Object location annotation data

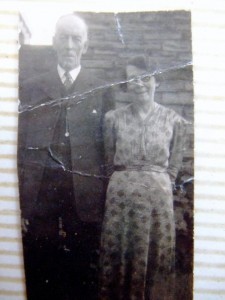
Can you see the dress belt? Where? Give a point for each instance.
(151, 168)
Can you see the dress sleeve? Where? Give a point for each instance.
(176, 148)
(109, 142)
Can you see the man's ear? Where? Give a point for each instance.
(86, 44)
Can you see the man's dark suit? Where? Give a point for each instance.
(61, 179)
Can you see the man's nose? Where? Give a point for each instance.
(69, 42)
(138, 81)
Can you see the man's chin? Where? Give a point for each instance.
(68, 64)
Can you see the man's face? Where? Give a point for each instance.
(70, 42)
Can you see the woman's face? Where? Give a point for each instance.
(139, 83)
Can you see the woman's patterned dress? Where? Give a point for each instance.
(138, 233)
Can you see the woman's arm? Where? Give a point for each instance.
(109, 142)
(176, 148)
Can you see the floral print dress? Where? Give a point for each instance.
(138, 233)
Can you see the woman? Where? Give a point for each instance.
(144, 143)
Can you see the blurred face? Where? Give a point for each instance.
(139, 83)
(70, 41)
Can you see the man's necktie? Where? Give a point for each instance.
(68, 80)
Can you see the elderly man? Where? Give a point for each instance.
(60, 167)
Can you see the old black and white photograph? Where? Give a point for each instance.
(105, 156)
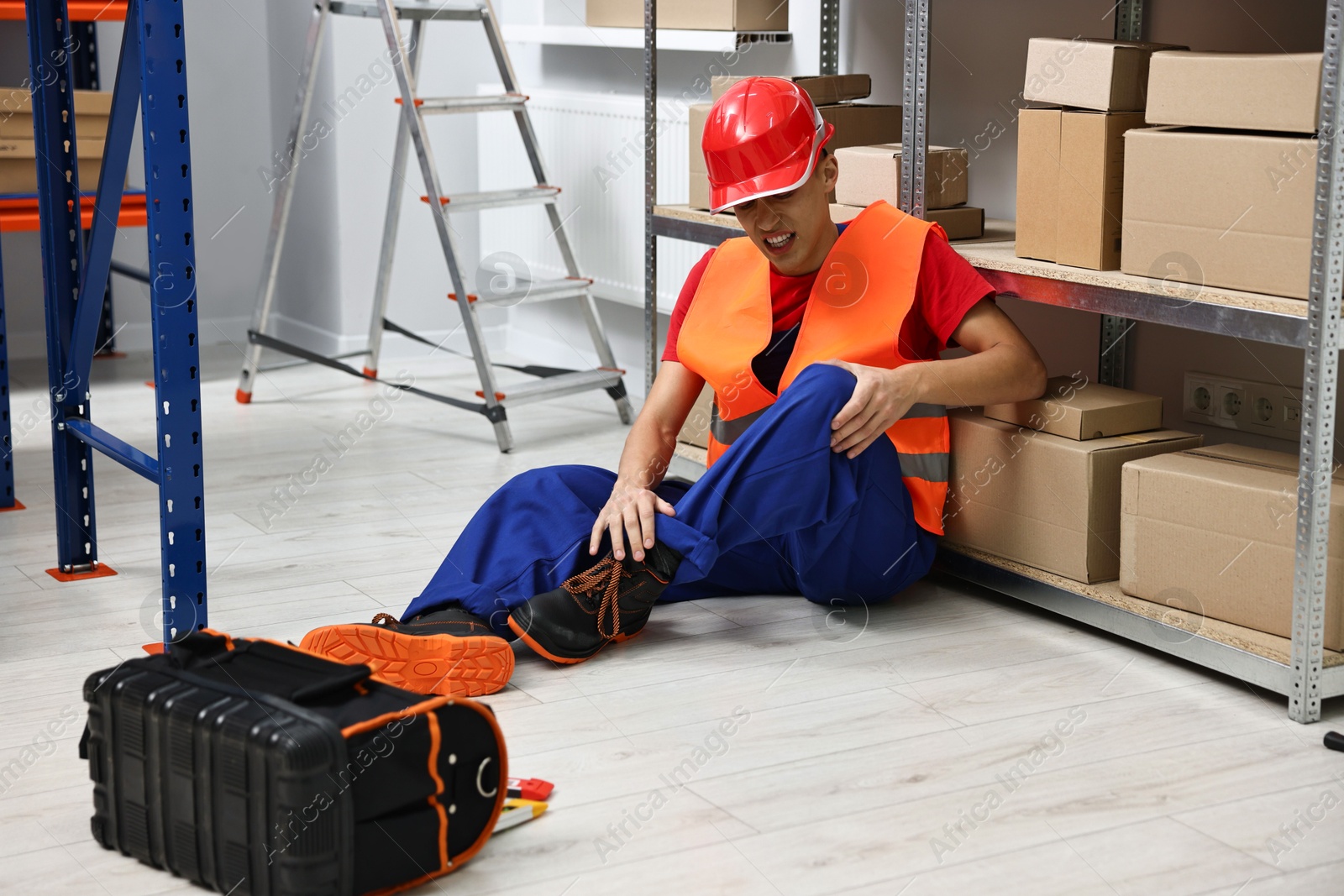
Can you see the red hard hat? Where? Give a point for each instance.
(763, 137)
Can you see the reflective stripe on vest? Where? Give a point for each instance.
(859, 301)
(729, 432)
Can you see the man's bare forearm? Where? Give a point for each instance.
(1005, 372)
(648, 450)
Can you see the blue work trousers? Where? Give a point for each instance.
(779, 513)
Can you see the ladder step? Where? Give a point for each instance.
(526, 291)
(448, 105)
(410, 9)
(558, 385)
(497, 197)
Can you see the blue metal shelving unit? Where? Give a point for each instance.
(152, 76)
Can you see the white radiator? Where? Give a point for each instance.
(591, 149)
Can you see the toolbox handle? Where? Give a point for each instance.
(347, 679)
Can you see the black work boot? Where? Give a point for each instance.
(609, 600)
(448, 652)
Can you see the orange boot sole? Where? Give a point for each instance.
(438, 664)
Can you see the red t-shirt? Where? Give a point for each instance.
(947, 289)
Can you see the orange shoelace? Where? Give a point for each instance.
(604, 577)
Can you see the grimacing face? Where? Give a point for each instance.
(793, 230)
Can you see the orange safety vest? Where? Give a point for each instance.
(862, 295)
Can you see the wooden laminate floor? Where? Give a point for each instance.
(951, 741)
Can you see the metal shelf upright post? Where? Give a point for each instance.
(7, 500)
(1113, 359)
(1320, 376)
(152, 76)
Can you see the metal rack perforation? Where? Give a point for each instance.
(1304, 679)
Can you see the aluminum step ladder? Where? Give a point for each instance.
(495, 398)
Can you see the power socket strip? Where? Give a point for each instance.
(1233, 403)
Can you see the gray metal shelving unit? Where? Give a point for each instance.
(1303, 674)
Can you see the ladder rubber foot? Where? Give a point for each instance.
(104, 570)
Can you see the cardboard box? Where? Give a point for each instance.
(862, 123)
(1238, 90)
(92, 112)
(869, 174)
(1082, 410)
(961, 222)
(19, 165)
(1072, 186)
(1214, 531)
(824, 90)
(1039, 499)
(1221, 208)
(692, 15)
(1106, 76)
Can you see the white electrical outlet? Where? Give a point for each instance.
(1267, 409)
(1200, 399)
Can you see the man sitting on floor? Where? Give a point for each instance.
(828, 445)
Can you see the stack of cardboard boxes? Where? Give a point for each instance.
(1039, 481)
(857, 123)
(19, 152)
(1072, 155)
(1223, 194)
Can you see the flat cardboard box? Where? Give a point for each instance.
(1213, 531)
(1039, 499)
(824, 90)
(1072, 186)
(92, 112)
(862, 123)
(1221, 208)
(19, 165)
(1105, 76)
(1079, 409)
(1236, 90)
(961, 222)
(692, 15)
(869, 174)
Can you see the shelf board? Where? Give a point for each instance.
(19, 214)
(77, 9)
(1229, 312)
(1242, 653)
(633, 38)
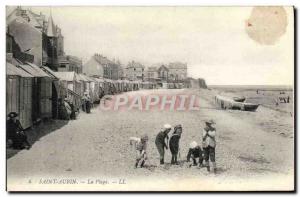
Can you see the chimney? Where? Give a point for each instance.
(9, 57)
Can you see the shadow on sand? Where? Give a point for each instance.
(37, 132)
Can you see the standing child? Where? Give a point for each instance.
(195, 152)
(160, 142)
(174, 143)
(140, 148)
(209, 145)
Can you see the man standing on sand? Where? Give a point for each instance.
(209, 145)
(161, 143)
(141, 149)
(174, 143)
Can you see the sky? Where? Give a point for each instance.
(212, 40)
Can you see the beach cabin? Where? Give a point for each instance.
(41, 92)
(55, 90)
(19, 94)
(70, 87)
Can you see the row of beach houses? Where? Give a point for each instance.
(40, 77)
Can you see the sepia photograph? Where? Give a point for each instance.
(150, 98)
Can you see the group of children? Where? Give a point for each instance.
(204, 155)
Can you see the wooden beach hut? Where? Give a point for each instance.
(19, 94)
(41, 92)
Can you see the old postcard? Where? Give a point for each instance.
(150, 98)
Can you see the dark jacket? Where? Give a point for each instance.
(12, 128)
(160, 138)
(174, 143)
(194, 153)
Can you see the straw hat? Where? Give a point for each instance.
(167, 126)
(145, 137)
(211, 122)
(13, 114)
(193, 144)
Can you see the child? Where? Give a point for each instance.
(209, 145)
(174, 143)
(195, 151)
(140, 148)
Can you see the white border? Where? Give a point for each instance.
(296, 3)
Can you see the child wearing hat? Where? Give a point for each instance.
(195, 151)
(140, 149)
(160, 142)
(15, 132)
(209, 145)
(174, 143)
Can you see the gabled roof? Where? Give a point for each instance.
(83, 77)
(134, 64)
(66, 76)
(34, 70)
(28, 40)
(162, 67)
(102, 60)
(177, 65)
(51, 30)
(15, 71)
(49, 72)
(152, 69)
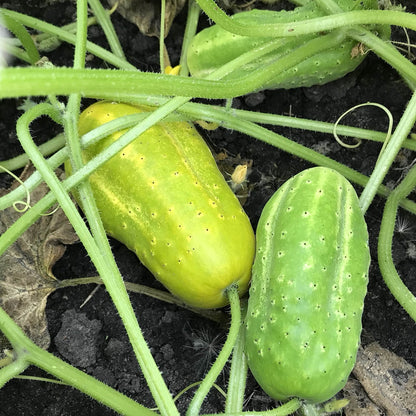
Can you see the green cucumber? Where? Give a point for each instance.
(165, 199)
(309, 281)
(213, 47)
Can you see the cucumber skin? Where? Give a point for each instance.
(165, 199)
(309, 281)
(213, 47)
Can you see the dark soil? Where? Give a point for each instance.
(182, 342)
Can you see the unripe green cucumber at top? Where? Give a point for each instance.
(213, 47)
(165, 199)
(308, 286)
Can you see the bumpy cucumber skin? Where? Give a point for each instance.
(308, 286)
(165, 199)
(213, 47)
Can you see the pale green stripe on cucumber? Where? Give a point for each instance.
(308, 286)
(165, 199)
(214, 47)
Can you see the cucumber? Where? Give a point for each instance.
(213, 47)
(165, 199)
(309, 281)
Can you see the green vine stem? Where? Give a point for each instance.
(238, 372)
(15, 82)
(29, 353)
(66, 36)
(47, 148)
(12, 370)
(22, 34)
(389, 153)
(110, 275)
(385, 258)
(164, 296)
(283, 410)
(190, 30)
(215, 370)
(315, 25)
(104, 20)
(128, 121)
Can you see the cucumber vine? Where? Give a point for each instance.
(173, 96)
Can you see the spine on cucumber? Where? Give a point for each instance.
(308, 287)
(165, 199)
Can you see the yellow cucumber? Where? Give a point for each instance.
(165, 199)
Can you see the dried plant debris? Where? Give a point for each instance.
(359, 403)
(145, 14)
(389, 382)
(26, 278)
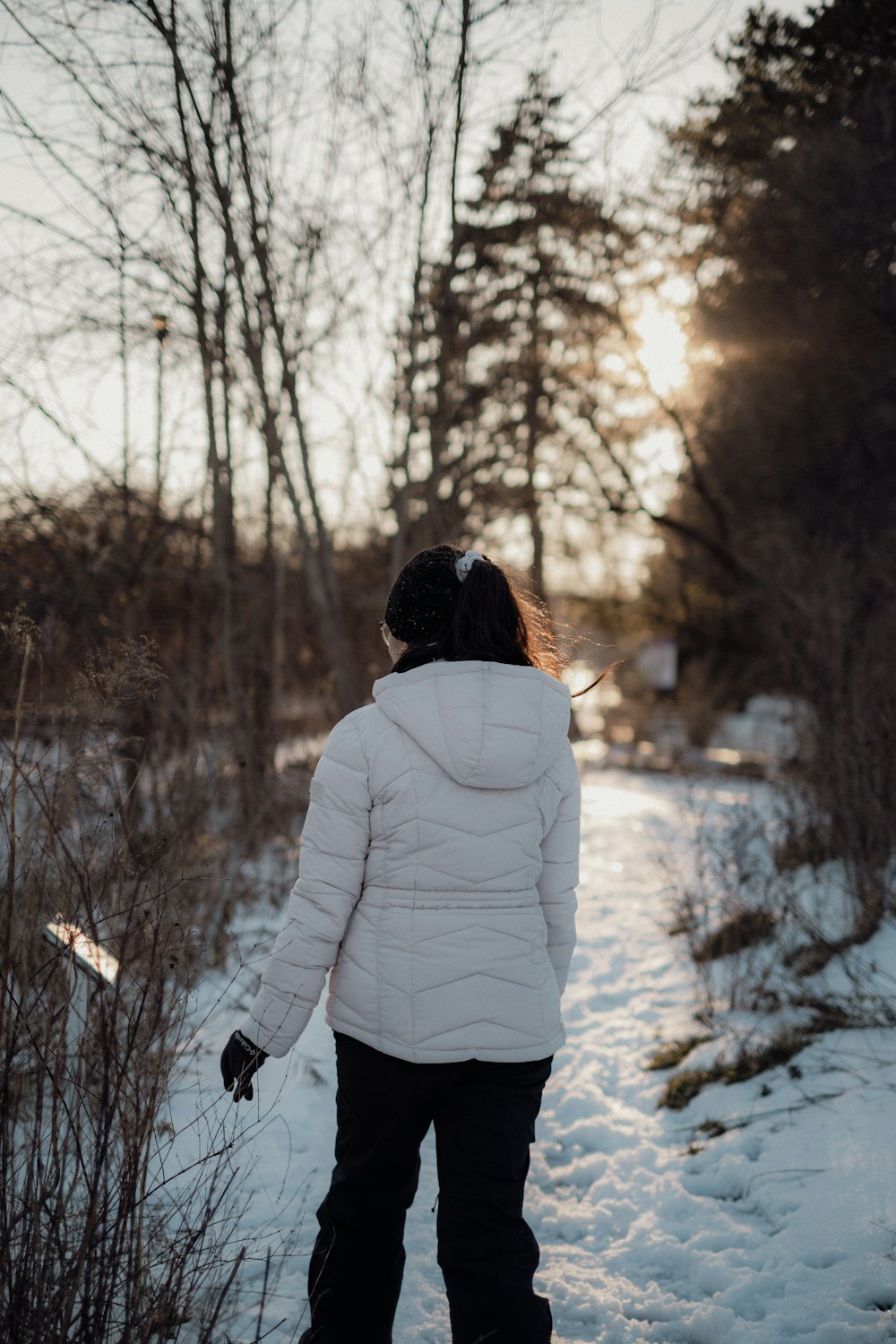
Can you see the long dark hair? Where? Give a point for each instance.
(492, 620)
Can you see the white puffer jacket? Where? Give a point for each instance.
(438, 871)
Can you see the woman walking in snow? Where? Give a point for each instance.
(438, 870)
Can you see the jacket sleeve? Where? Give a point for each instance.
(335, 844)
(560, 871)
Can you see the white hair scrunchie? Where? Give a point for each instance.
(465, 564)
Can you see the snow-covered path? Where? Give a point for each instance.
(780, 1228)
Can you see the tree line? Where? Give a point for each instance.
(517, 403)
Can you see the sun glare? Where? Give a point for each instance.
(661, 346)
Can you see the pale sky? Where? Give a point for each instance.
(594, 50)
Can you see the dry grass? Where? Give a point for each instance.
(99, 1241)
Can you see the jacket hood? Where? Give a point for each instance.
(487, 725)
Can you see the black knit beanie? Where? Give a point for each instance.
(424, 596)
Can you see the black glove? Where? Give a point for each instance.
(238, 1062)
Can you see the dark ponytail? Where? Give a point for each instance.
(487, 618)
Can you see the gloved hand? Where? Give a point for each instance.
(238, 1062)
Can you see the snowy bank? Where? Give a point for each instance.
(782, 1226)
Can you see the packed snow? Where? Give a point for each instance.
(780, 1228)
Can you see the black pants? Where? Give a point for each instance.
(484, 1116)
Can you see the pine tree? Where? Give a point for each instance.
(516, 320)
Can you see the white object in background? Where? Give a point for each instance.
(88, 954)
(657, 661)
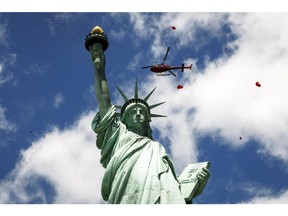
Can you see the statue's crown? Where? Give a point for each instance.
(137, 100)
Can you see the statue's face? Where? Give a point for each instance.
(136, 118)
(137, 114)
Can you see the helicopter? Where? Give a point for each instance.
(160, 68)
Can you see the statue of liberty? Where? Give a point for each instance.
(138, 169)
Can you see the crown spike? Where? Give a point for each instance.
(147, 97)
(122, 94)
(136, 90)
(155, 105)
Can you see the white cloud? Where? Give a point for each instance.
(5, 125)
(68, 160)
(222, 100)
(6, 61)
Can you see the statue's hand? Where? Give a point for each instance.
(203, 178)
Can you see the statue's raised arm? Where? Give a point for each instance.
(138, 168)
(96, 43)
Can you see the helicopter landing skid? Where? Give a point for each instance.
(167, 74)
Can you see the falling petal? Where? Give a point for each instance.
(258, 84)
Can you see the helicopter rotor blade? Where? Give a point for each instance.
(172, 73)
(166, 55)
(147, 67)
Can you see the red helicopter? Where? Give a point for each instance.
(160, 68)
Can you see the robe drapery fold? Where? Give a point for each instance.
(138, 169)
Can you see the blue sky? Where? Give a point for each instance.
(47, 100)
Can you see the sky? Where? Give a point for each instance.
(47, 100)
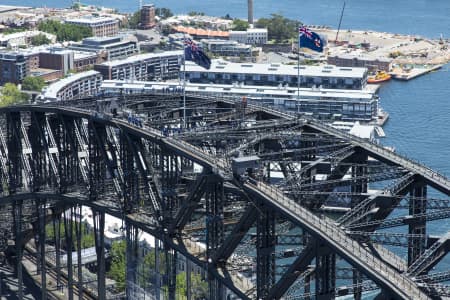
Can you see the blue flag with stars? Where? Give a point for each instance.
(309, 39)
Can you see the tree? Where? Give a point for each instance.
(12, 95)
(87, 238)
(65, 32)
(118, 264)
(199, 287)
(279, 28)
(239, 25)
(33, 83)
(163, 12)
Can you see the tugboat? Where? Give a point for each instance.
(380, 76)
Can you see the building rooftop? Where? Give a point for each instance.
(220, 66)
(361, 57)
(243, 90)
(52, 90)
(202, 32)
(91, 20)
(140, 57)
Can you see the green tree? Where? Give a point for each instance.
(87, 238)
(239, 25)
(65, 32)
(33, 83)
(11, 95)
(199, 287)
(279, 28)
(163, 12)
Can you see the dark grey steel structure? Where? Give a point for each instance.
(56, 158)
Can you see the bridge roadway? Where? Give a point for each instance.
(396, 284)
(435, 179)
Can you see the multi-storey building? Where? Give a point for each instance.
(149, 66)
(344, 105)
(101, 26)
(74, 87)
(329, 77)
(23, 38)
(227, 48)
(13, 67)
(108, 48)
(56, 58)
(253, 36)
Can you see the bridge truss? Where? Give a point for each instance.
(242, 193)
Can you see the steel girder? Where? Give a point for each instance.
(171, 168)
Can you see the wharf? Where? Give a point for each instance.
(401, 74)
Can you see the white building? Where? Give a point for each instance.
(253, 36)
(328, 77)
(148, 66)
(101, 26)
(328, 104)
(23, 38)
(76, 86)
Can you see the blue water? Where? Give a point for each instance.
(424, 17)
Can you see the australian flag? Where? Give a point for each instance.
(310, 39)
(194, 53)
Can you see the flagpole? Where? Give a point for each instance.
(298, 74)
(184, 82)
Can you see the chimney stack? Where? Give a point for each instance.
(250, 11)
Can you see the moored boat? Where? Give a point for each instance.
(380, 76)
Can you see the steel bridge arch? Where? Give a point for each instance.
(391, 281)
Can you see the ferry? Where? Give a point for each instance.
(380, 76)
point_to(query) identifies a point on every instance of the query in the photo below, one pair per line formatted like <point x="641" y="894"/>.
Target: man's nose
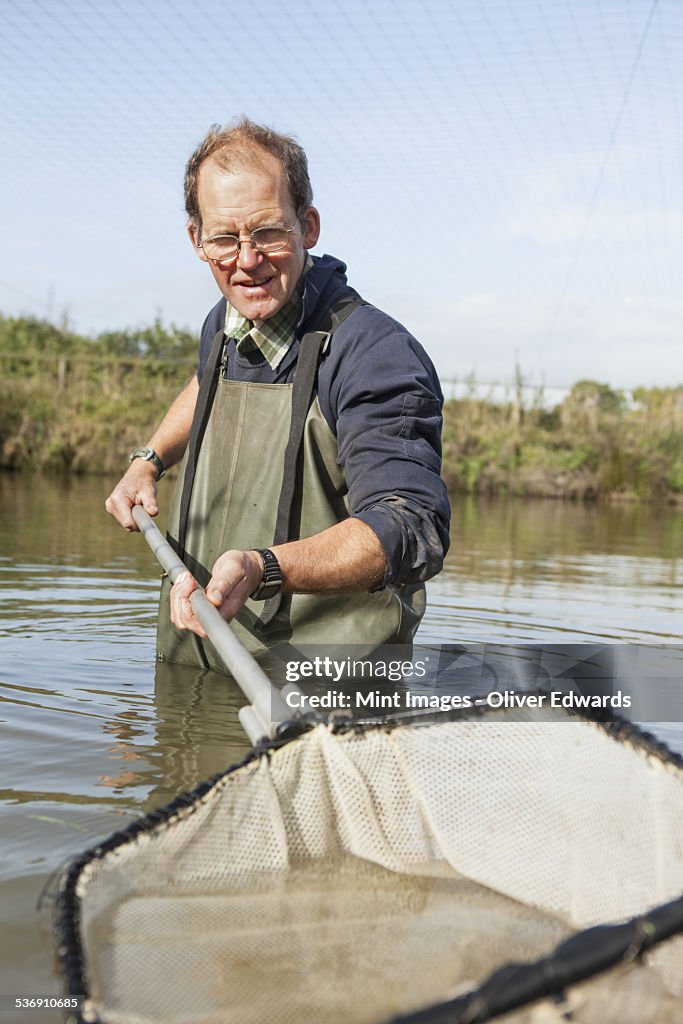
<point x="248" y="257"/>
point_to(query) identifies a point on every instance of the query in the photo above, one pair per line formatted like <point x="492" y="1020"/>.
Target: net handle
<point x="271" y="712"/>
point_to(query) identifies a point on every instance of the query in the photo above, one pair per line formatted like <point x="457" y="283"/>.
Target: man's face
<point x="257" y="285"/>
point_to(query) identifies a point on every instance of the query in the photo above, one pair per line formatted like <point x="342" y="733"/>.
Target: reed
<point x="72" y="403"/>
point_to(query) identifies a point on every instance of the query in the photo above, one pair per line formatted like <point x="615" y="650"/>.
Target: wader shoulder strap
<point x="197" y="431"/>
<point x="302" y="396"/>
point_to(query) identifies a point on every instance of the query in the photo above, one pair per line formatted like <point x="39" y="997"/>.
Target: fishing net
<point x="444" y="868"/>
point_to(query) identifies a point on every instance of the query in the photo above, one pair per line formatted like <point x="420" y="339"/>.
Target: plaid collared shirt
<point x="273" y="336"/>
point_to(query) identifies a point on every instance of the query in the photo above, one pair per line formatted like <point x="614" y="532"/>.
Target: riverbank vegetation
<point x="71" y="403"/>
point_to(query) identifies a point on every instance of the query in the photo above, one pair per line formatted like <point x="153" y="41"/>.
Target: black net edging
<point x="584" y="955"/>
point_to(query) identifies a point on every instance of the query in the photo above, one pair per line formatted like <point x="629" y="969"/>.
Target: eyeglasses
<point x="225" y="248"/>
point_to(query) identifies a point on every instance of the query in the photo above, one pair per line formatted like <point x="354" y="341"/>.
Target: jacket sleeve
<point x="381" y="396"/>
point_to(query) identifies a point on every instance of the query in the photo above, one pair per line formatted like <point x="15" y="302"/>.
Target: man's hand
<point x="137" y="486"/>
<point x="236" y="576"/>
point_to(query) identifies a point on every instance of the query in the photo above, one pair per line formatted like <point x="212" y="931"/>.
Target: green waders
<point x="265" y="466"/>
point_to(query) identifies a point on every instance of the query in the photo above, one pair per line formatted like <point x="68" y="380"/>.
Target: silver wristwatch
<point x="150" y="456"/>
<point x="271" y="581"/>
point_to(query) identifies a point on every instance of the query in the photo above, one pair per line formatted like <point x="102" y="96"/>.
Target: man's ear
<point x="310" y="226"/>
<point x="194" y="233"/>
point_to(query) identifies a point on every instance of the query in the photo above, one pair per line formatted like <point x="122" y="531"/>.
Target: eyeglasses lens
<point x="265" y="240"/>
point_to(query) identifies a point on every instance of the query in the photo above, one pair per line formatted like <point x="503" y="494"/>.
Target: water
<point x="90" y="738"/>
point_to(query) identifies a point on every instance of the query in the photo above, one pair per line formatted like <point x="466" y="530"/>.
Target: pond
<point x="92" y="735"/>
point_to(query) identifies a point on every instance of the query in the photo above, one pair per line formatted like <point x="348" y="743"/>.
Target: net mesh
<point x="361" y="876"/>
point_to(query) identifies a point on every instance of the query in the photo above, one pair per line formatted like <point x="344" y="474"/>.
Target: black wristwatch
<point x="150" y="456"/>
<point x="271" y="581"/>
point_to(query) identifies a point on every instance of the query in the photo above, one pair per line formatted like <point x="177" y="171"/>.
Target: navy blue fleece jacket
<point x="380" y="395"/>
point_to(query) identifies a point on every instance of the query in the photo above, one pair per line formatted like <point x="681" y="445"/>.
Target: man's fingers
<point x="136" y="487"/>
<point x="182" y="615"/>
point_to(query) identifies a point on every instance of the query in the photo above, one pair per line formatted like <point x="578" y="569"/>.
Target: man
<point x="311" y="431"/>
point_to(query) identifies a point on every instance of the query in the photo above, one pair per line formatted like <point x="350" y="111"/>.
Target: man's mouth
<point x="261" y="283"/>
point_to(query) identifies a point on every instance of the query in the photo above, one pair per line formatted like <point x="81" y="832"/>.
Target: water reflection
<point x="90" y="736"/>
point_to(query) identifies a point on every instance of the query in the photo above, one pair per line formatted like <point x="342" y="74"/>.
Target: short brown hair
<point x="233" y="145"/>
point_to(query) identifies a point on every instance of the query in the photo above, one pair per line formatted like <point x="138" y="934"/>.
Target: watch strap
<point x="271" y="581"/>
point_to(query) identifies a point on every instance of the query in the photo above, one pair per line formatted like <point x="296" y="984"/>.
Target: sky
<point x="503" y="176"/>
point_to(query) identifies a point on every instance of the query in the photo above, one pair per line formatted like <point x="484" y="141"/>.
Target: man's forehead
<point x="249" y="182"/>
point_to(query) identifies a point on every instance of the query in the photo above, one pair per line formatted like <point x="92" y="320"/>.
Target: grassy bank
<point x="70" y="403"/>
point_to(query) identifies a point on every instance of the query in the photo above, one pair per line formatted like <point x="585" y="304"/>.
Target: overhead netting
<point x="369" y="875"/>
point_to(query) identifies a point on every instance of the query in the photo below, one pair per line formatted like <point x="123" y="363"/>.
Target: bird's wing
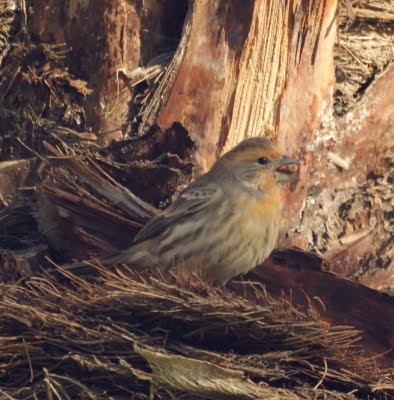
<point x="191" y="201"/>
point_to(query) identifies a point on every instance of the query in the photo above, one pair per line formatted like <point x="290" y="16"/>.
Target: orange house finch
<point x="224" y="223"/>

*What to produce*: State how many lines in the listing above contain the string "black", and give only the number.

*Worked answer*: 7